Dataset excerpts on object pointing
>>>>>
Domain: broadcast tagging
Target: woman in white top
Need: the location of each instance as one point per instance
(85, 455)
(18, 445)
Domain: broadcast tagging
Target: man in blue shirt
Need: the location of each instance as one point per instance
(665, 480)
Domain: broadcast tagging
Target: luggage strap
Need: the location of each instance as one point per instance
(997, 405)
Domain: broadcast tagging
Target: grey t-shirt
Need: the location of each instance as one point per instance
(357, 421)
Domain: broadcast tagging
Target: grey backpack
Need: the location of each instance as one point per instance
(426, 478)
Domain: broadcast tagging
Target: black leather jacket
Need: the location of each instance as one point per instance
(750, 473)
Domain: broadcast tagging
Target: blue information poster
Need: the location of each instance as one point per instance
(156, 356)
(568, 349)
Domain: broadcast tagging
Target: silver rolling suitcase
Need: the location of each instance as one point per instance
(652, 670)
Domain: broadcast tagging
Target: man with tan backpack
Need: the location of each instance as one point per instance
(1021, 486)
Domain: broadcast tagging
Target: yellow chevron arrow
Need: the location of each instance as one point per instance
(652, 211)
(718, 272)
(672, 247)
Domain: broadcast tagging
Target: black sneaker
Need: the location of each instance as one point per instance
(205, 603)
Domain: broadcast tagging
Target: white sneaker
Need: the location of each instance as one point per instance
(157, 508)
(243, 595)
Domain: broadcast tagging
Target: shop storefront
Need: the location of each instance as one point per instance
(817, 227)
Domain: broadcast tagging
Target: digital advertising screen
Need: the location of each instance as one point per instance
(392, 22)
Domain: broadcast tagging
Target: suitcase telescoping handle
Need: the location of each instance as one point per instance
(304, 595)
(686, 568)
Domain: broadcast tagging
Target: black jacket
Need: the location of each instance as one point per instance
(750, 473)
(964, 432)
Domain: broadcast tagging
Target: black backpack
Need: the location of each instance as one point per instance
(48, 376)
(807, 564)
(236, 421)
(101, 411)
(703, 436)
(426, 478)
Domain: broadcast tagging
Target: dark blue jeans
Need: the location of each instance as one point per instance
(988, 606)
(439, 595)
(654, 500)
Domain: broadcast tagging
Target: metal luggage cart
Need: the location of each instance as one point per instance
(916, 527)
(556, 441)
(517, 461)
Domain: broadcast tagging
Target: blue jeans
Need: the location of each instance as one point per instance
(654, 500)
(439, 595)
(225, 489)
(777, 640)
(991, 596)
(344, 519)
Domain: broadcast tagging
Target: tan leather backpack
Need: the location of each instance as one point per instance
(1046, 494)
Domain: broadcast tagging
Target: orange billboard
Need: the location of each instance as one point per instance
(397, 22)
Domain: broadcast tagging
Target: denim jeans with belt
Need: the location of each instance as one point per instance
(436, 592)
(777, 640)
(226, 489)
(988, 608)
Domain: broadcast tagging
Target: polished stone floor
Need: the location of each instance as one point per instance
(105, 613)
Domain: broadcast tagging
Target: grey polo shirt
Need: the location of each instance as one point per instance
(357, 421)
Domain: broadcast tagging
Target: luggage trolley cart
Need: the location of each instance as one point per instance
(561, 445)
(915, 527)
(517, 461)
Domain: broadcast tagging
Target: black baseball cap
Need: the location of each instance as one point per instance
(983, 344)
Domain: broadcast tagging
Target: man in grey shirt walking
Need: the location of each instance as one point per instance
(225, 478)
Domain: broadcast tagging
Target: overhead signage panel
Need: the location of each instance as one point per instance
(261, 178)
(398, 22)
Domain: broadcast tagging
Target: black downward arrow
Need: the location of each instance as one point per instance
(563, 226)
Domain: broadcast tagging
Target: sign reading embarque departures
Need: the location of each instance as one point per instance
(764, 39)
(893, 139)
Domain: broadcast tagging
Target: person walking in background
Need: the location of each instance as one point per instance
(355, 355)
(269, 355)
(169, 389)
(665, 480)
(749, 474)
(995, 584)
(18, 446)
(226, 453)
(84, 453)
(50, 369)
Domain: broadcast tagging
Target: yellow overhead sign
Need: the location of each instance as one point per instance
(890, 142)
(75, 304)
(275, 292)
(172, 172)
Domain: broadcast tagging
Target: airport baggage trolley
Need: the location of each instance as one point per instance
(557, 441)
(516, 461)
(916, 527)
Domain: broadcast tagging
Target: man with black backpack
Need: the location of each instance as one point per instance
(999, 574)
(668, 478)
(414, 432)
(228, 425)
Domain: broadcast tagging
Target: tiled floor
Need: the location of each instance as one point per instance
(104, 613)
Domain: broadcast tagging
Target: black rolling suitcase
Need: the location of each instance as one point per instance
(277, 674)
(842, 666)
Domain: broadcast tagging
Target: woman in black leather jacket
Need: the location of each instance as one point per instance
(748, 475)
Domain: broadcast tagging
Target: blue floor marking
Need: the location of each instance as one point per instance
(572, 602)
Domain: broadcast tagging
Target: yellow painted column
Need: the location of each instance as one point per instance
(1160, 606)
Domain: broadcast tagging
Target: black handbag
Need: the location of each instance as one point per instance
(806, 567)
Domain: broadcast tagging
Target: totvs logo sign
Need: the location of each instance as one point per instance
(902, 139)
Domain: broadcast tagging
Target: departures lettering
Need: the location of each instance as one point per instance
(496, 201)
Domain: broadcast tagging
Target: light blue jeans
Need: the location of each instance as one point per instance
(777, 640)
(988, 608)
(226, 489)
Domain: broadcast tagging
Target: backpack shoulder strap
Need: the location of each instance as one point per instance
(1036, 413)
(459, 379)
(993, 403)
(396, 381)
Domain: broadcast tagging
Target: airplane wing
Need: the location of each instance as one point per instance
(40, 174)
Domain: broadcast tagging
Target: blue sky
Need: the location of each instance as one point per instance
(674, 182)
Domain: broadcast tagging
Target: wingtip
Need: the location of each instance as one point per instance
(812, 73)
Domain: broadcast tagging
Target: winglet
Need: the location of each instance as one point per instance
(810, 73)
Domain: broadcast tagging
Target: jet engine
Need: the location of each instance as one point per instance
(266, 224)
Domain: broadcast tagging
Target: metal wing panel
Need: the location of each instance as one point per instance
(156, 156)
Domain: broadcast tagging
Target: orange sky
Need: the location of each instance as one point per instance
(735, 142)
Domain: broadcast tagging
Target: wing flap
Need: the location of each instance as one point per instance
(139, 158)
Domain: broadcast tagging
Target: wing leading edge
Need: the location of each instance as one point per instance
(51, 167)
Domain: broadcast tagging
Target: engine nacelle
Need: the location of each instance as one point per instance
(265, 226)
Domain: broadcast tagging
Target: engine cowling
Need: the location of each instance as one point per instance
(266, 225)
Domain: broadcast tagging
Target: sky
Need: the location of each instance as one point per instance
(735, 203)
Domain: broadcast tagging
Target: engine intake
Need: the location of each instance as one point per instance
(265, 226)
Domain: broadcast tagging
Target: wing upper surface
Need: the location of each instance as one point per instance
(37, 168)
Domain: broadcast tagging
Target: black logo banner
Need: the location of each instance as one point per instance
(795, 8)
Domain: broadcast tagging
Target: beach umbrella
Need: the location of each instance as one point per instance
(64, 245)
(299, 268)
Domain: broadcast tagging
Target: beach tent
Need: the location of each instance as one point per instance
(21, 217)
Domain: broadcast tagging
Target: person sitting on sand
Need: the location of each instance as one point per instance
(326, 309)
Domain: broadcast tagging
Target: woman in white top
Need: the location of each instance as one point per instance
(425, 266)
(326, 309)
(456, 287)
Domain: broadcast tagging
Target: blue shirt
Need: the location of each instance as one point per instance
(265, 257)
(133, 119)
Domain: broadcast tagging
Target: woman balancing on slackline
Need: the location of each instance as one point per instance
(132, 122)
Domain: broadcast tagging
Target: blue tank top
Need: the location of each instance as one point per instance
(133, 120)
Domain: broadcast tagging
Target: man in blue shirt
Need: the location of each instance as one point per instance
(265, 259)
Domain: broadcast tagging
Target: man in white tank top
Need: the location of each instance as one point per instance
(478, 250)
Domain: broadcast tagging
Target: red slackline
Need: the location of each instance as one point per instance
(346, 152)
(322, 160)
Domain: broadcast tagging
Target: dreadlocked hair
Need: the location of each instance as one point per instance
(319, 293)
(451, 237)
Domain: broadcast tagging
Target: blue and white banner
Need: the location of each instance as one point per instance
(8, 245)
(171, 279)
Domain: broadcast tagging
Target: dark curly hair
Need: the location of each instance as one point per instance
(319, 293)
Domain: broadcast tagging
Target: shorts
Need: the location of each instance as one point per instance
<<<<<
» SHORT TASK: Collect every line of the items above that contains the word "overhead", matching case exactly.

» FINAL RESULT:
Target: overhead signage panel
Target: yellow overhead sign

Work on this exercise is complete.